• **Task brief**: Every entry gets copied exactly. No images go into the copy.

• **Natural language region descriptions**:
——
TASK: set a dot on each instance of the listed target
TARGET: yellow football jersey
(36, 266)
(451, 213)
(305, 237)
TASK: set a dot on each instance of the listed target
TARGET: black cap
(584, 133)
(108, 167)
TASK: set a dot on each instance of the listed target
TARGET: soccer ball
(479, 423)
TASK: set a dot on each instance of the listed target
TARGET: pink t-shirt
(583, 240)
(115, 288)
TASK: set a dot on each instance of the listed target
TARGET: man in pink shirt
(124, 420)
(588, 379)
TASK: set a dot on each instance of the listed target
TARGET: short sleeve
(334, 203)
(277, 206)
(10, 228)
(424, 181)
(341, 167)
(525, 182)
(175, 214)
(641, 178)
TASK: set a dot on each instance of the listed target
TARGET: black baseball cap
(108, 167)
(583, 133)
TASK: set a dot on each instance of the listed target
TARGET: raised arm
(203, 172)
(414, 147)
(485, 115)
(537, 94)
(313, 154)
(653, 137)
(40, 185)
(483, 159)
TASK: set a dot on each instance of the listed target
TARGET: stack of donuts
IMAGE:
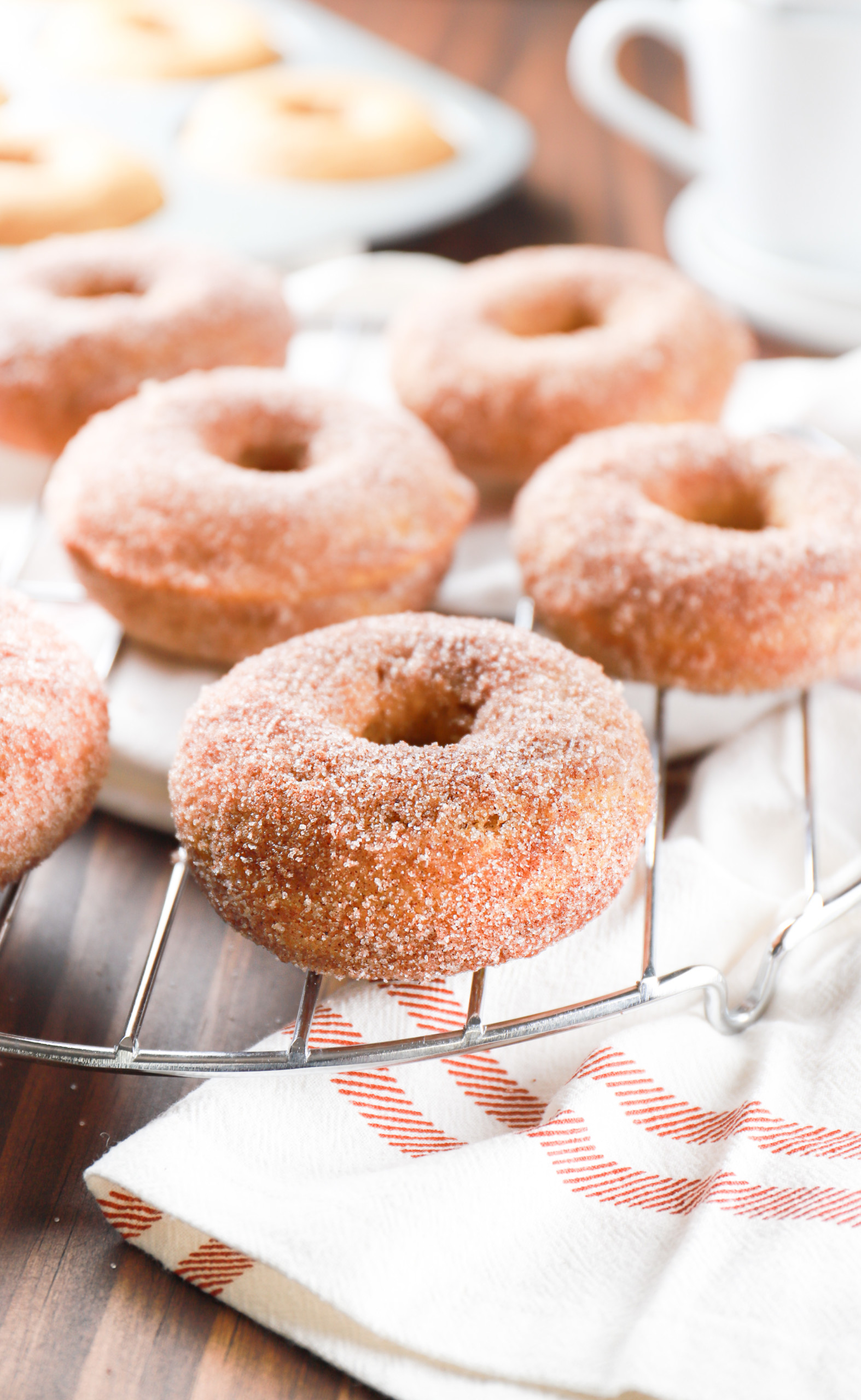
(377, 790)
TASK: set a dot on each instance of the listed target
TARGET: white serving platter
(281, 221)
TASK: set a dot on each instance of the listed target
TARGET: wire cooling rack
(649, 990)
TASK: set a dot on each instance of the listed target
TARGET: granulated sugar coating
(687, 558)
(86, 318)
(412, 796)
(226, 511)
(520, 353)
(54, 737)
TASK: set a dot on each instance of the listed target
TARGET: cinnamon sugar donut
(287, 124)
(154, 38)
(522, 352)
(226, 511)
(405, 797)
(68, 179)
(688, 558)
(54, 737)
(84, 321)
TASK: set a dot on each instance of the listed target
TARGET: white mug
(776, 97)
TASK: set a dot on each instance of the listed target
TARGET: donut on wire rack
(684, 556)
(520, 353)
(54, 737)
(412, 796)
(222, 513)
(86, 319)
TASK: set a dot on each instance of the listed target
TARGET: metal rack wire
(649, 990)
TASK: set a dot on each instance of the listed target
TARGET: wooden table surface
(82, 1314)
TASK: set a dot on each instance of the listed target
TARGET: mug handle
(594, 78)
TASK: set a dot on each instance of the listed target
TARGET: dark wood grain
(82, 1315)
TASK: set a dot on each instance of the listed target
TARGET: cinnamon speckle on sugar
(411, 796)
(54, 737)
(684, 556)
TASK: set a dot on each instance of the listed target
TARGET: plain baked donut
(521, 352)
(84, 321)
(54, 737)
(226, 511)
(154, 38)
(301, 124)
(68, 179)
(405, 797)
(688, 558)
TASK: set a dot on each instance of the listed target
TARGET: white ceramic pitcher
(776, 97)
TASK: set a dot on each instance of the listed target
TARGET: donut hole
(20, 154)
(146, 24)
(310, 107)
(97, 286)
(528, 317)
(729, 503)
(419, 718)
(274, 457)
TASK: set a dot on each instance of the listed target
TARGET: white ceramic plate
(789, 299)
(282, 221)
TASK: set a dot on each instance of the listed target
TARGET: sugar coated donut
(404, 797)
(222, 513)
(66, 179)
(688, 558)
(287, 124)
(522, 352)
(54, 737)
(154, 38)
(83, 321)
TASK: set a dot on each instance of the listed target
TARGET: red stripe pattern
(377, 1095)
(586, 1171)
(213, 1266)
(481, 1077)
(657, 1111)
(128, 1213)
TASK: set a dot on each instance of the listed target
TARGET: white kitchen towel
(644, 1206)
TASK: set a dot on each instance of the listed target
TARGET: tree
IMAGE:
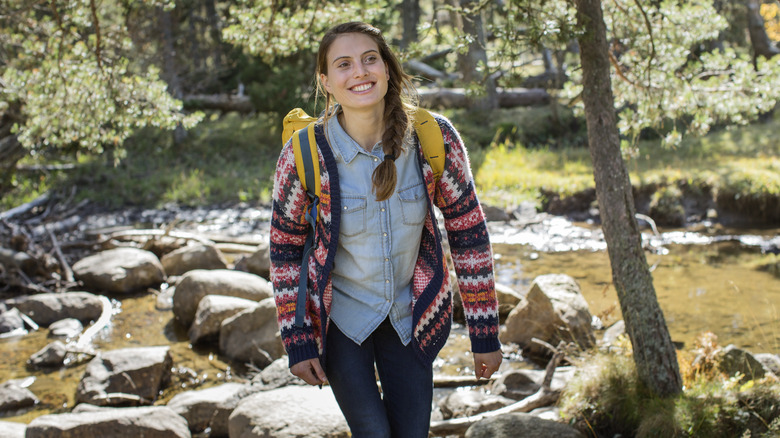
——
• **Answer section**:
TASK: set a dot on each instance of the listed target
TARGET: yellow football jersey
(36, 266)
(451, 213)
(305, 237)
TASK: set a dot on each instance of the listed target
TARGET: black cap
(584, 133)
(108, 167)
TASK: set a dot on each instance of the listed target
TARGET: soccer ball
(479, 423)
TASK: set a dot on each instance of the listed target
TARGET: pink t-shirt
(583, 240)
(115, 288)
TASK: set a dot on each instance of the listed target
TARGET: man in pink shirt
(124, 420)
(588, 379)
TASK: set a dot on each instance of the listed target
TARGET: short sleeve
(334, 203)
(277, 206)
(10, 228)
(424, 181)
(341, 167)
(525, 182)
(175, 214)
(641, 178)
TASK: set a dot on each instance of the listed target
TARGET: black baseball cap
(108, 167)
(583, 133)
TASK: set a dot on each instance of the listed target
TARGET: raised arm
(203, 172)
(414, 147)
(485, 115)
(537, 94)
(313, 154)
(653, 137)
(40, 185)
(483, 159)
TASK: set a dot on each instance of the listed target
TARGET: stack of donuts
IMAGE:
(377, 790)
TASK: set a dot on each instance of the listed target
TARGET: white serving platter
(281, 221)
TASK: set a dot on each instance of the listed target
TARGET: wire cooling rack
(649, 990)
TASK: set a dot on each instance of the listed target
TARGET: granulated sugar coating
(687, 558)
(86, 318)
(412, 796)
(226, 511)
(520, 353)
(54, 737)
TASK: set a dot on each instance of the listed target
TARGET: cinnamon sugar donut
(287, 124)
(154, 38)
(522, 352)
(226, 511)
(405, 797)
(68, 179)
(688, 558)
(54, 737)
(84, 321)
TASK: set a dot on each instance of the listed target
TARGET: white mug
(776, 97)
TASK: set a dot on each instance of the listed target
TARGET: donut on wire rack
(684, 556)
(520, 353)
(54, 737)
(412, 796)
(222, 513)
(86, 319)
TASK: set a dot on each instance of the listed target
TARGET: metal rack wire
(649, 990)
TASK: set a dot on each instance of the listed target
TARGET: wooden table surface
(82, 1314)
TASK: set a dot on each instance of the listed target
TARGET: mug handle
(594, 78)
TASK: set a dot on each instance of the listed target
TARGET: dark wood grain
(82, 1315)
TASK: set a dot on each instance of the listed target
TARGET: cinnamon speckle on sugar
(411, 796)
(54, 737)
(684, 556)
TASK: set a dot on each instance of the listed target
TARGET: plain baked donut
(521, 352)
(84, 321)
(54, 737)
(226, 511)
(154, 38)
(301, 124)
(68, 179)
(405, 797)
(688, 558)
TASK: set a dot on each instance of the listed target
TARGET: white ceramic pitcher
(776, 97)
TASK: set a dot on each instance of the listed target
TARGET: donut hole
(20, 154)
(146, 24)
(310, 107)
(97, 286)
(528, 317)
(729, 503)
(419, 718)
(274, 457)
TASK: set a dot on each instance of the listed target
TARGET: white ceramic plate
(789, 299)
(282, 221)
TASK: set a dot on each instance of the listed target
TARGET: sugar coated donut
(404, 797)
(222, 513)
(66, 179)
(688, 558)
(287, 124)
(522, 352)
(54, 737)
(154, 38)
(83, 321)
TASK: set a dot on each instance of the listed target
TARGET: red stripe pattern
(377, 1095)
(586, 1171)
(213, 1266)
(481, 1077)
(657, 1111)
(128, 1213)
TASK: set a dot on each instance of the listed target
TARGET: white kitchen towel
(644, 1206)
TASK: set a dot on each instance of the listed target
TARGET: tree
IMAGE:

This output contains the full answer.